-- Text for analysis follows --
Investments in solar energy innovations are not dead! Remember those weird and wonderful solar energy harvesting tulips planted in Israel and Spain? Seen miles away the sky-high tulips have found a new commercial home – in Ethiopia, the company announced last week in a press statement.
We’ve covered Aora over the years and thought possibly that this CSP, or concentrated solar thermal power innovation didn’t grow. We were wrong.
The Ethiopian Government, looking for resilient off-grid systems, is now piloting Aora’s system for sustainable development.
Aora’s tulips collect solar energy from 50 small mirrors and then focus the energy to heat oil and air, creating pressure to drive turbines in the tulips. The turbines create electricity. The solution runs without steam and water, important for off grid locations where there is no water.
We all may know that Ethiopia has grand ambitions to grow its economy fast and is creating the Renaissance Dam to hold back water from Egypt’s Nile to create hydro power. But even when this goes online, getting the power to the people through the grid can take 20 years or more.
This is where Aora’s solution may help:
Rural communities and villages in Ethiopia, and all over Africa for that matter, have not been able to develop themselves due to inefficient access to electricity. This affects the daily lives of people, from needing power to run schools, hospitals, and industry, to providing refrigeration for food processing and post-harvest storage.
Aora’s solar tulips collecting solar power in Samar, Israel
We see solar power solutions for Africa out there already like Nova Lumos which has a novel business model to provide solar power for phones and limited residential use (individual units). Where people are poor and not able to invest in the one time fee, Nova Lumos lets people pay in increments – for the energy and system through the phone. Read here about how Nova Lumos from Israel puts power pimps out of business in Africa.
Aora however operates on the community or village level, giving electricity even during cloud cover or rainy days where the unit switches seamlessly to biofuels.
Unlike huge CSP systems (think Brightsource – also from Israel) Aora needs less than acre, or 3,500 square meters per module. Each module can provide 100kWh of solar electricity as well as 170kW of thermal power. The system’s heliostats follow the sun.
Built to be off grid the Aora system doesn’t require intensive investment to hook it up to the energy grid, nor does it require expensive energy storage operations since it can be hybrid and run on alternative power when the sun doesn’t shine.
The Aora systems are modular and farms of Aora tulips can be connected to generate larger amounts of power, together.
-- Text for analysis concluded --
-- Recorded data follows --
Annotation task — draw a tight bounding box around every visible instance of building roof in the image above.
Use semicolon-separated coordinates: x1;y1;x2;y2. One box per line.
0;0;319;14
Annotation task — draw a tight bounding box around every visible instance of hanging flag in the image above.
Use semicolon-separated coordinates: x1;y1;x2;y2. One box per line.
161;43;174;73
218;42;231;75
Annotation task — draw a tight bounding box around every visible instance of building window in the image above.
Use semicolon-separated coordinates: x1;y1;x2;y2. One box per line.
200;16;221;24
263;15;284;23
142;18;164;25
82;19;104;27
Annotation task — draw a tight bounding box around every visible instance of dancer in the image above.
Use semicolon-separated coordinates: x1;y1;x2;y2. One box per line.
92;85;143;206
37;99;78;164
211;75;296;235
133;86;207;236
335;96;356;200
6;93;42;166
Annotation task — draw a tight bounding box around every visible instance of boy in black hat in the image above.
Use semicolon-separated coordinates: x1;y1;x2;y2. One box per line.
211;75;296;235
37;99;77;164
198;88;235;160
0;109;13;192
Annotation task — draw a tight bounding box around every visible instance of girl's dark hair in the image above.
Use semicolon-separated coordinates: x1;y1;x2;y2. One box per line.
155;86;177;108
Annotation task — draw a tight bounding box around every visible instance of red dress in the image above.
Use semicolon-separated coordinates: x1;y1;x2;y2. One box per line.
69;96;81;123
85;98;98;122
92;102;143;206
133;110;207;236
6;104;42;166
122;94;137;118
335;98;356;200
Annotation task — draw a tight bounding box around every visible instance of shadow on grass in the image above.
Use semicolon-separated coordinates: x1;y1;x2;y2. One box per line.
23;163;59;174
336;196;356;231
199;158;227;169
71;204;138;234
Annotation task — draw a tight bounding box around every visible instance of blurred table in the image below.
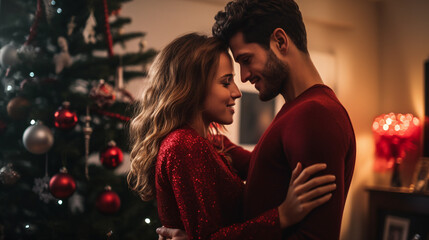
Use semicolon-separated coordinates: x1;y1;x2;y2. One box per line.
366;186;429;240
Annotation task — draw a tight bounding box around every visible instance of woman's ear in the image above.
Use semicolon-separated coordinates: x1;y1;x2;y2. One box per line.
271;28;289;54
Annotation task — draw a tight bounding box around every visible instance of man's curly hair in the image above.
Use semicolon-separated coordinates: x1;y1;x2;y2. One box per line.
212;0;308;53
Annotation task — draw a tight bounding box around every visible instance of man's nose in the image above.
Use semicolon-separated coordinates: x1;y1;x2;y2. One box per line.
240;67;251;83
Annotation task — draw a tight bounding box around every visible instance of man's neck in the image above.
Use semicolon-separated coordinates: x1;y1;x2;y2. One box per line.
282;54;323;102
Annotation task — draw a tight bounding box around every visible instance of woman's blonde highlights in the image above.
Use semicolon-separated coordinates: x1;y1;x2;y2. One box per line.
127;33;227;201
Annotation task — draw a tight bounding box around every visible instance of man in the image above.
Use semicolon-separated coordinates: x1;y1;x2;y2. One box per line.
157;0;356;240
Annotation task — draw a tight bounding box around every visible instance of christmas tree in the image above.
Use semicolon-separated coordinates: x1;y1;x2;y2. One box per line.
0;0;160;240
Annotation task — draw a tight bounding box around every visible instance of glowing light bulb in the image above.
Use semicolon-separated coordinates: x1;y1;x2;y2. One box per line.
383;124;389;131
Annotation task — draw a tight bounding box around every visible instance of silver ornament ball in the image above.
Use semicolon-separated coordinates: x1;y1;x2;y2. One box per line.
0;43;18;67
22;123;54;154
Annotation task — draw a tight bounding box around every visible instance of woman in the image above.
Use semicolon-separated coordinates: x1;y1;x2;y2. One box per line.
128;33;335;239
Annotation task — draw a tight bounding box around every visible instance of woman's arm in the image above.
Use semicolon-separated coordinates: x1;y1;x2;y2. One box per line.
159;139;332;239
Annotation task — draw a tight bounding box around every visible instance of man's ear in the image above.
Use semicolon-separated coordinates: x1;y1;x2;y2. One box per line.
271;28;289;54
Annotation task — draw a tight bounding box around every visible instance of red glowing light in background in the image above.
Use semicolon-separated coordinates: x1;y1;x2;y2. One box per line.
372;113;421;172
-- Recorded data concluded --
-- Recorded data follows --
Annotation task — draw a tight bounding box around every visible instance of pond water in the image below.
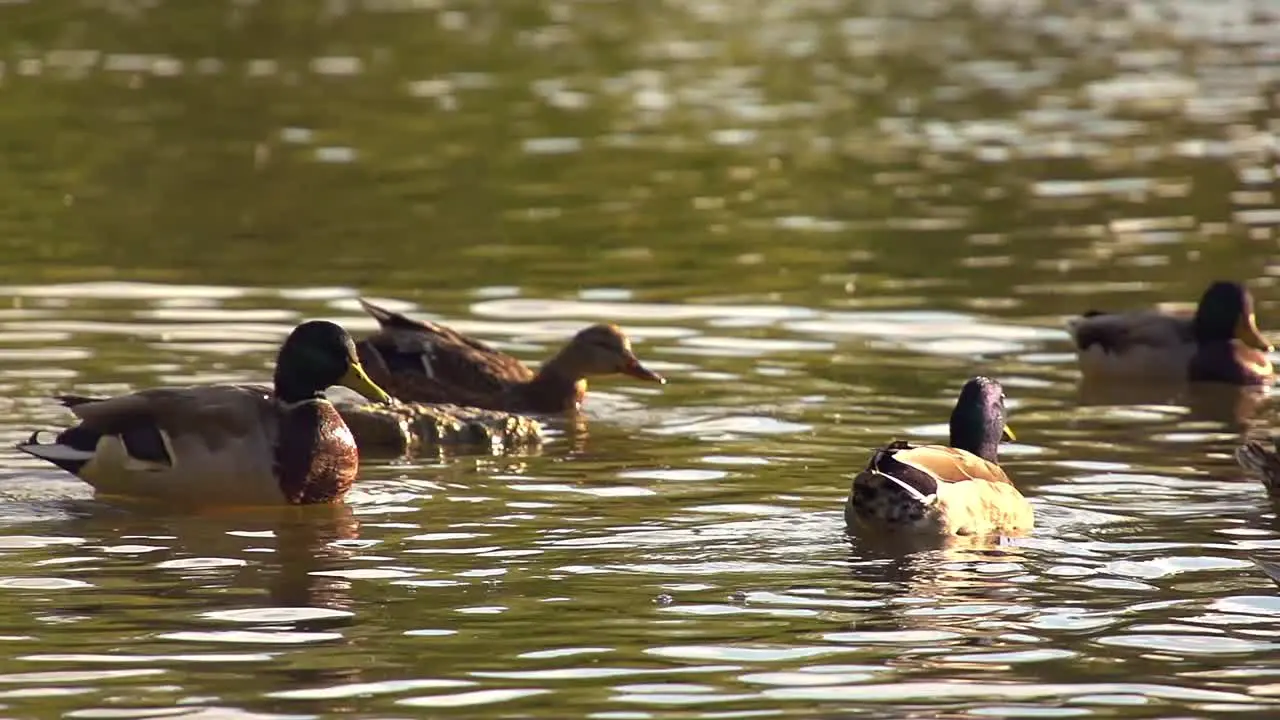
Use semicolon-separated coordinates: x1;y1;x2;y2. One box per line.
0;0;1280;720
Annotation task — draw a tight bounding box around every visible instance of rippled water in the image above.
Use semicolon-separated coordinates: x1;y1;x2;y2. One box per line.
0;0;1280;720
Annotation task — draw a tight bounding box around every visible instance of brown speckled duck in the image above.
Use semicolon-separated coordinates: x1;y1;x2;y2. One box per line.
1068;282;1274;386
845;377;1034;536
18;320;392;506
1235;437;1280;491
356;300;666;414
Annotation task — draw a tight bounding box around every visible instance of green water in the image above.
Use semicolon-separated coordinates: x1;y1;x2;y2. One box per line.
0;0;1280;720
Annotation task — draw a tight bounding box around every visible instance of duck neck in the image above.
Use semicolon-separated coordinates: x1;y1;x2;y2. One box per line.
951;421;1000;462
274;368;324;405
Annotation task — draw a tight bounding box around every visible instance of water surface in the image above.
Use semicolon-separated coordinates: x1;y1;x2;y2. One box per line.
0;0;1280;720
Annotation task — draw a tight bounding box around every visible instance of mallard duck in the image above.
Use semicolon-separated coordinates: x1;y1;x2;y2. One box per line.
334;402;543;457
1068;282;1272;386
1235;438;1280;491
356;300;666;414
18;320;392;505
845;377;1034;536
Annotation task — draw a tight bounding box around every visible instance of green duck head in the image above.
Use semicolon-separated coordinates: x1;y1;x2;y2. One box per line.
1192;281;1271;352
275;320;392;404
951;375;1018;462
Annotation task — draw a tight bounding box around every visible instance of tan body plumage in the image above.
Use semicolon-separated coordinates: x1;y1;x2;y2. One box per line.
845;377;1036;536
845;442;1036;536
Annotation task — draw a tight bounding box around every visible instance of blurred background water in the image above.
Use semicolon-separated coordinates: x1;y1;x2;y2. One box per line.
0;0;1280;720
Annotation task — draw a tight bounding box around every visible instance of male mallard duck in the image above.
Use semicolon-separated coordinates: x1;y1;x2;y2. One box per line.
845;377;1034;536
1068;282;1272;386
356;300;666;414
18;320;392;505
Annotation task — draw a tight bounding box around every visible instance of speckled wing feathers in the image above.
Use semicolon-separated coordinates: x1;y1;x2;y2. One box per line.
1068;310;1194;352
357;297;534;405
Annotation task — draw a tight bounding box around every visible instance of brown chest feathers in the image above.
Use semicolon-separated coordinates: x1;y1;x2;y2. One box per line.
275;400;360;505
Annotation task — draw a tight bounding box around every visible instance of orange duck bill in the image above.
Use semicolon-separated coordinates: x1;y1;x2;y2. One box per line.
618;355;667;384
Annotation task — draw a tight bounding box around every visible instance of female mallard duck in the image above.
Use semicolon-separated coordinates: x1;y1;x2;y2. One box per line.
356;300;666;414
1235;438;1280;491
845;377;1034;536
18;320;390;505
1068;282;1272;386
-- Recorded data concluded --
* [What to work on]:
• 1. Write out the passage from the article on Aora's solar tulips, starting with "Investments in solar" and going on through "a press statement.".
• 2. Using the article on Aora's solar tulips, state whether each statement agrees with it, answering yes or no and quoting the words of the article that decide it: (a) The Aora solution needs water to run. (b) Aora's tulips collect solar energy from 50 small mirrors. (c) Nova Lumos provides power at the community or village level.

* [Responses]:
• 1.
Investments in solar energy innovations are not dead! Remember those weird and wonderful solar energy harvesting tulips planted in Israel and Spain? Seen miles away the sky-high tulips have found a new commercial home – in Ethiopia, the company announced last week in a press statement.

• 2.
(a) No: "The solution runs without steam and water"
(b) Yes: "Aora’s tulips collect solar energy from 50 small mirrors"
(c) No: "provide solar power for phones and limited residential use (individual units)"